[MATERIAL FOR THIS EXERCISE — start]

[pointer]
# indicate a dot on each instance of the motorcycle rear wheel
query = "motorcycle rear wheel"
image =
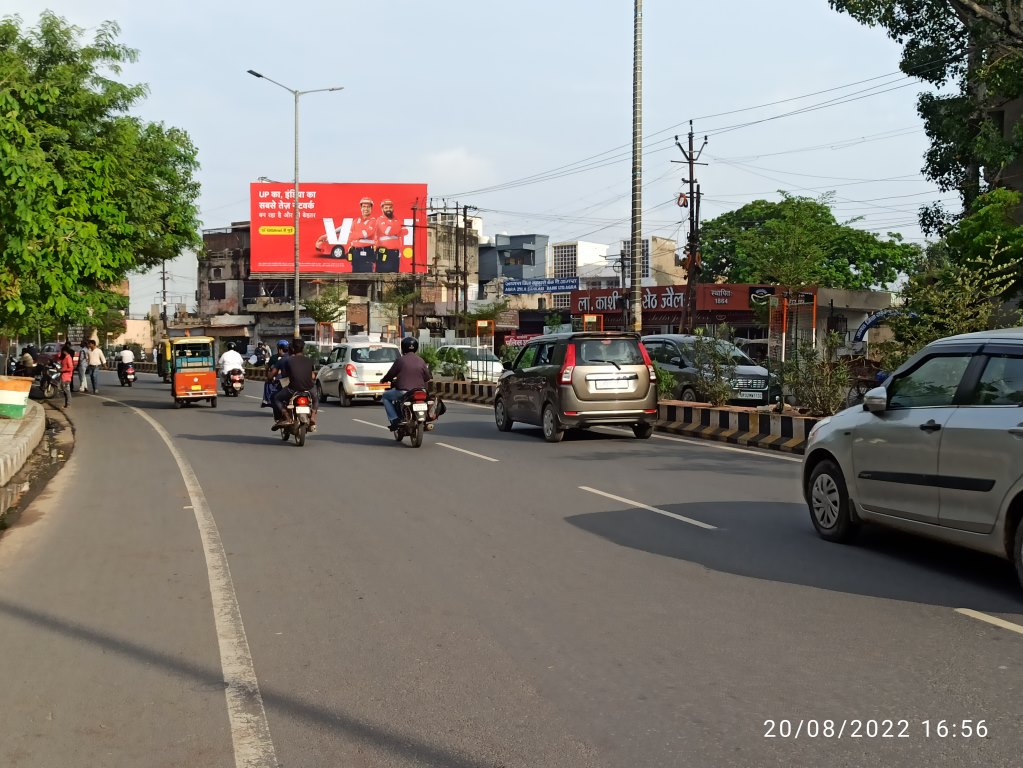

[MATERIAL FOR THIS EXERCISE — finish]
[MATERIAL FOR THIS EXERCISE — start]

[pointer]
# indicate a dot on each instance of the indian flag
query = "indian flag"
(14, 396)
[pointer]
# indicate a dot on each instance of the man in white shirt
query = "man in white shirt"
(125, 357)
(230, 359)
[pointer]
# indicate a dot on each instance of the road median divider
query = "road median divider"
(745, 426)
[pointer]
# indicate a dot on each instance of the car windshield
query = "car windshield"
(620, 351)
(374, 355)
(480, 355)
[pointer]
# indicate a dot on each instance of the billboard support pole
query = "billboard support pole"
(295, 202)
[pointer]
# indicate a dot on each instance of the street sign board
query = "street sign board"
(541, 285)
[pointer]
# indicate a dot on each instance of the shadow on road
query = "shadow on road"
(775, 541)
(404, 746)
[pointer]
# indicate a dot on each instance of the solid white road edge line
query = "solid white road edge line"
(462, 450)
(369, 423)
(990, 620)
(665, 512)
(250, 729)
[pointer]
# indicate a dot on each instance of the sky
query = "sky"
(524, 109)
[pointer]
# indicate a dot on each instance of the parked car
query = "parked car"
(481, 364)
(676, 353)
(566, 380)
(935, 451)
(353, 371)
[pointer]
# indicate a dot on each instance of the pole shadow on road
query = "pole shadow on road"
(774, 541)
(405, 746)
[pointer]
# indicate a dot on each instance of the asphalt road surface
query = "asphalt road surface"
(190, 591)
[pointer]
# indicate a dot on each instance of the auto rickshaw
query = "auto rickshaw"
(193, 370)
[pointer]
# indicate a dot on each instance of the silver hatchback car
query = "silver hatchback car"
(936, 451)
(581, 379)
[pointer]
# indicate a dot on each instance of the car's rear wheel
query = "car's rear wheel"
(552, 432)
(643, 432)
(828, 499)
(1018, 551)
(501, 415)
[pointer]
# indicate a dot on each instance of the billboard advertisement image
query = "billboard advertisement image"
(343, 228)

[MATERIAL FOR THIS EXERCISE — finish]
[MATERIAL FOR THIS EXERCISE — start]

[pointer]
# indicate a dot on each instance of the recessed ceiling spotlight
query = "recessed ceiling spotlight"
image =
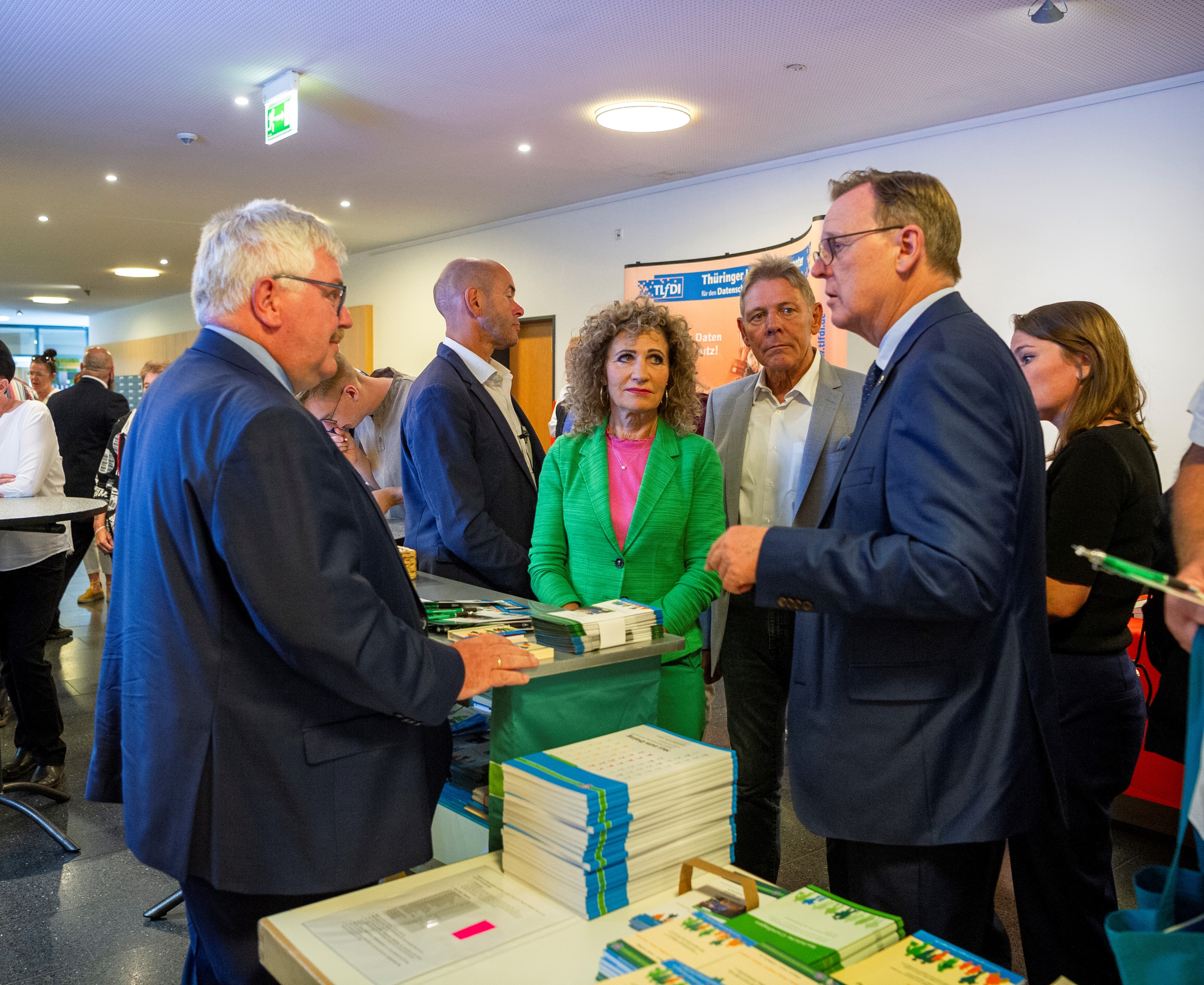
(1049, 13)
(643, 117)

[MATERIAL FOR THIS EXERCISE — finish]

→ TASK GOAL
Starting at the line above that contains "# indicate a dot on each instance of the street", repeat each line exactly up to and including the line that contains "# indicate a dot on each instance of the parked", and stop there.

→ RESPONSE TO THE EXERCISE
# indicate a dot on each instance of the street sign board
query = "street sign board"
(541, 285)
[pointer]
# indicate a dot on each instance of the shadow on road
query = "shadow on road"
(775, 541)
(404, 746)
[pointer]
# indicate a dot on each instance of the solid white road edge line
query = "solid white road edge line"
(462, 450)
(369, 423)
(990, 620)
(665, 512)
(250, 729)
[pointer]
# indicate a dot on each instance of the sky
query = "sky"
(524, 109)
[pointer]
# indicate a dot on each instance of the parked car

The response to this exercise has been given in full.